Data supplied —
--- --- ---
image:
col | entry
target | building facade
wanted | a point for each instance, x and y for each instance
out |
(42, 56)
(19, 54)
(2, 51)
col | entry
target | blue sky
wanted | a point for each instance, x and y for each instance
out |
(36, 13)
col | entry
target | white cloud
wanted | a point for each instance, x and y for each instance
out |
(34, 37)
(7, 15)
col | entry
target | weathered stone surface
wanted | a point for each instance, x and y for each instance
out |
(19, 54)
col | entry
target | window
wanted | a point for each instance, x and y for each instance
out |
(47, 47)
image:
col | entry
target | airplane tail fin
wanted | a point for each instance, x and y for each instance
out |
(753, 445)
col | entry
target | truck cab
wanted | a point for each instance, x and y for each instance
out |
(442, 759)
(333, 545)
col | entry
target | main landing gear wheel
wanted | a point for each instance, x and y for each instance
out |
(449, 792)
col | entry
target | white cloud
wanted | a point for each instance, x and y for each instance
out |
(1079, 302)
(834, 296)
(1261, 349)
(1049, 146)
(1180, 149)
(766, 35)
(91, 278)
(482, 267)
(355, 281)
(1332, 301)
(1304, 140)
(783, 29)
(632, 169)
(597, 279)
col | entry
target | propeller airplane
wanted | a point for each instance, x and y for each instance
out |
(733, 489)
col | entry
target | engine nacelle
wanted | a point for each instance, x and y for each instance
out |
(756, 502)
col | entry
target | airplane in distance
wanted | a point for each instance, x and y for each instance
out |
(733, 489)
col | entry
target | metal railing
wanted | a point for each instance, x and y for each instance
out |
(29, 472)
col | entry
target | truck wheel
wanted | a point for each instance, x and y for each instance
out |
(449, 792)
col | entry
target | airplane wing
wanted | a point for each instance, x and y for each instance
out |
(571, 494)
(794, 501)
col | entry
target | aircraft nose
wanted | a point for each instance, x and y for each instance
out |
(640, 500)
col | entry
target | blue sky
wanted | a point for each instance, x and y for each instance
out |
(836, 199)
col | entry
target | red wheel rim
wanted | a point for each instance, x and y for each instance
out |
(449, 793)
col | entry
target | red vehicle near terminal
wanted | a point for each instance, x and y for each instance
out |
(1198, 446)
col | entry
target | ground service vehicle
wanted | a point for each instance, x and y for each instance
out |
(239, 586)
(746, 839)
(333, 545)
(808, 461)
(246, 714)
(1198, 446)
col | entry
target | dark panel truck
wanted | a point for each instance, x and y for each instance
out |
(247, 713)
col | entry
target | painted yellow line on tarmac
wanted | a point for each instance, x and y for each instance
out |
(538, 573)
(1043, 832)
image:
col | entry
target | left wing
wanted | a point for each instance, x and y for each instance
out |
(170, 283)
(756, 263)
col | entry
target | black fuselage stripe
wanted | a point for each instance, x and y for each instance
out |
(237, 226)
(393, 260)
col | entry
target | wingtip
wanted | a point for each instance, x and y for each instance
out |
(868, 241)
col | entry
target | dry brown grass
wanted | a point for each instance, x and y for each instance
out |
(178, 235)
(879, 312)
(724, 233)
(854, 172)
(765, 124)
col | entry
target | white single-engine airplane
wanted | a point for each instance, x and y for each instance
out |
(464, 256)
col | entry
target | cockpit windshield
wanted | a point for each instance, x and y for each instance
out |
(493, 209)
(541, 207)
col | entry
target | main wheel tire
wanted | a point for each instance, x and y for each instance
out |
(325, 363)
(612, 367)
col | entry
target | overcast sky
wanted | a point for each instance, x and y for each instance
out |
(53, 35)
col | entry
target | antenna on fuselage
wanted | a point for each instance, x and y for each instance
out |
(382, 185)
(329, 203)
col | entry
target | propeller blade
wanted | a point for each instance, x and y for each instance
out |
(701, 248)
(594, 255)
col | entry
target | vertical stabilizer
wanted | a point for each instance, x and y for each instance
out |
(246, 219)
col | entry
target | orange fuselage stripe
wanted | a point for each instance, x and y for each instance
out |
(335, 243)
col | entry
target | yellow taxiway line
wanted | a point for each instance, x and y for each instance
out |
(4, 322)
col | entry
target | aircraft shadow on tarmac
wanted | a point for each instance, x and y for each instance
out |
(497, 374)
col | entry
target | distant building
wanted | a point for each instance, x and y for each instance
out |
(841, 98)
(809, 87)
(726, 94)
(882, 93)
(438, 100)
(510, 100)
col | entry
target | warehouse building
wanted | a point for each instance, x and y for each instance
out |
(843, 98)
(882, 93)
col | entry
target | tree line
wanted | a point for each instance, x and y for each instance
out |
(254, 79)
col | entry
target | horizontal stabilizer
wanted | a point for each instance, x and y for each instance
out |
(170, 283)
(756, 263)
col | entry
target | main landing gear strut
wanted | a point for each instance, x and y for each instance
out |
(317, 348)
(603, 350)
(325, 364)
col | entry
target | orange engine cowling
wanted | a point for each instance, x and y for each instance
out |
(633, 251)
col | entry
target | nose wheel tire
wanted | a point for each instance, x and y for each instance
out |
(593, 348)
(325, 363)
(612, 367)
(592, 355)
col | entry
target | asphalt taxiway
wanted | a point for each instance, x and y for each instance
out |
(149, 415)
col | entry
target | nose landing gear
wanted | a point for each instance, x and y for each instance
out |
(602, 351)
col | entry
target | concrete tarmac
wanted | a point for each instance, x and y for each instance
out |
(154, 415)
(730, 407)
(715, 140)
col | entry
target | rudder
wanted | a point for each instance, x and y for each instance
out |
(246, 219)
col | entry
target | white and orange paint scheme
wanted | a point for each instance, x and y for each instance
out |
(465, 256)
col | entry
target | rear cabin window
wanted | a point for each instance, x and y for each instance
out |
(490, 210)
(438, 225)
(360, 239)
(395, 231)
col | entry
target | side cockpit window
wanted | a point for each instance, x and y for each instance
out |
--- --- ---
Instruction — Copy out the full material exactly as it appears.

Result for this task —
image:
col | entry
target | building facade
wanted | a point for each instance, x and y for each instance
out |
(42, 56)
(19, 54)
(2, 51)
col | entry
target | blue sky
wanted | a point for each instance, x and y for each instance
out |
(36, 13)
col | entry
target | white cloud
wanted | a point for each instance, x and y for each instance
out |
(34, 37)
(7, 15)
col | entry
target | weathered stone surface
wanted | a point for each instance, x and y for each instance
out |
(19, 54)
col | entry
target | window
wanted | a point for each instance, x and y for each instance
out |
(47, 47)
image:
col | entry
target | airplane tail fin
wanted | a point for each instance, x and y for each instance
out |
(753, 445)
col | entry
target | truck cab
wanted | a point for each instance, x and y for each instance
out |
(442, 759)
(333, 545)
col | entry
target | main landing gear wheel
wanted | a point for each instance, x and y for each instance
out |
(449, 792)
col | entry
target | white cloud
wanted | a point for each instance, x and y for each instance
out |
(1079, 302)
(834, 296)
(1261, 349)
(1049, 146)
(1180, 149)
(766, 35)
(91, 278)
(482, 267)
(355, 281)
(1332, 301)
(1304, 140)
(783, 29)
(632, 169)
(597, 279)
col | entry
target | propeller airplane
wanted | a point for each instance, x and y for each instance
out |
(733, 489)
col | entry
target | engine nacelle
wanted | a point for each instance, x and y for each instance
out |
(756, 502)
col | entry
target | airplane in distance
wanted | a point for each instance, x and y for each instance
out |
(733, 489)
col | entry
target | metal railing
wanted | a point for each instance, x and y for each instance
out |
(29, 472)
col | entry
target | truck wheel
wanted | a point for each instance, x and y for each instance
out |
(449, 792)
col | entry
target | airplane wing
wanted | a point for each instance, x and y for each instance
out |
(571, 494)
(794, 501)
col | entry
target | aircraft nose
wanted | a point for each instance, x and y for each instance
out |
(640, 500)
col | entry
target | blue sky
wanted | a point for each instance, x and y for each instance
out |
(836, 199)
col | entry
target | red wheel rim
wanted | a point for each instance, x and y for each instance
out |
(449, 793)
col | entry
target | red vehicle near terminal
wanted | a point for each instance, x and y for each instance
out |
(1198, 446)
col | entry
target | ground service vehicle
wanted | a point for each instance, x and y for each instance
out |
(239, 586)
(746, 839)
(333, 545)
(808, 461)
(246, 714)
(1198, 446)
col | entry
target | dark panel truck
wanted | a point for each instance, x and y for each instance
out |
(247, 713)
col | entry
target | painted yellow line on tarmac
wanted | a point for each instance, x and y for each instance
out |
(538, 573)
(1043, 832)
image:
col | entry
target | left wing
wanted | a point for each instance, x and y for each instance
out |
(170, 283)
(756, 263)
col | entry
target | black fuselage stripe
wanted | a point for each instance, x and y for each instance
out |
(237, 226)
(393, 260)
col | entry
target | wingtip
wanted | a point for each instance, x and y for each instance
out |
(868, 241)
col | entry
target | dry brown grass
wanted | a point for each instance, x and y for each instance
out |
(178, 235)
(879, 312)
(724, 233)
(854, 172)
(765, 124)
col | entry
target | white single-engine airplane
wanted | a point for each instance, x and y for each instance
out |
(464, 256)
col | entry
target | cockpit windshield
wanted | a point for each instance, x and y for each instance
out |
(493, 209)
(541, 207)
col | entry
target | main wheel tire
wanted | a point for each instance, x and y for each instance
out |
(325, 363)
(612, 367)
col | entry
target | overcast sky
wanted | a point for each instance, x and y for each instance
out |
(53, 35)
col | entry
target | antenna on fuselage
wanted | a point for each instance, x and y for each instance
out |
(382, 185)
(329, 203)
col | entry
target | propeller blade
wanted | a point for each instance, x and y for each instance
out |
(701, 248)
(594, 255)
col | entry
target | vertical stabilizer
wanted | a point for each instance, x and y for each instance
out |
(246, 219)
col | entry
target | orange fuselage stripe
wanted | a point for each instance, x and y for each instance
out |
(335, 243)
col | entry
target | yellow taxiway line
wanted | a point for each instance, x and y for each instance
out |
(4, 322)
col | entry
target | aircraft shadow on tarmac
wanted | a point for each instance, x and y for each instance
out |
(497, 374)
col | entry
target | distant building
wanted | a point for each instance, x and y for each instance
out |
(841, 98)
(809, 87)
(726, 94)
(882, 93)
(438, 100)
(510, 100)
col | entry
target | warehouse building
wanted | a point for each instance, x and y for each instance
out |
(843, 98)
(882, 93)
col | entry
target | tree line
wanted | a point for each instance, x and y for each instance
out |
(254, 79)
col | entry
target | horizontal stabilizer
wanted | a point for each instance, x and y for each instance
out |
(170, 283)
(756, 263)
col | entry
target | main landing gear strut
wanted | a point for each instance, x and y for each instance
out |
(317, 348)
(603, 350)
(325, 364)
col | entry
target | orange engine cowling
wanted | a point for each instance, x and y for each instance
out |
(633, 251)
col | entry
target | nose wheel tire
wanted | a point for each instance, x and y for each instance
out |
(593, 348)
(325, 363)
(612, 367)
(592, 355)
col | entry
target | asphalt taxiway
wanted | a point for each instance, x and y for each instance
out |
(149, 415)
col | entry
target | nose landing gear
wanted | a point for each instance, x and y for each instance
out |
(602, 351)
col | entry
target | concrete tarmac
wanted | a point for each instance, x and y for each instance
out |
(154, 415)
(730, 407)
(715, 140)
col | entry
target | rudder
wanted | a point for each instance, x and y for each instance
out |
(246, 219)
col | entry
target | white and orange paint scheme
wanted | a point for each instance, x and y for each instance
out |
(465, 256)
col | entry
target | rear cabin window
wanted | a point for each instance, x and y for each instance
out |
(490, 210)
(438, 225)
(360, 239)
(395, 231)
col | entry
target | side cockpit window
wanted | a point for each instance, x and y for each instance
out |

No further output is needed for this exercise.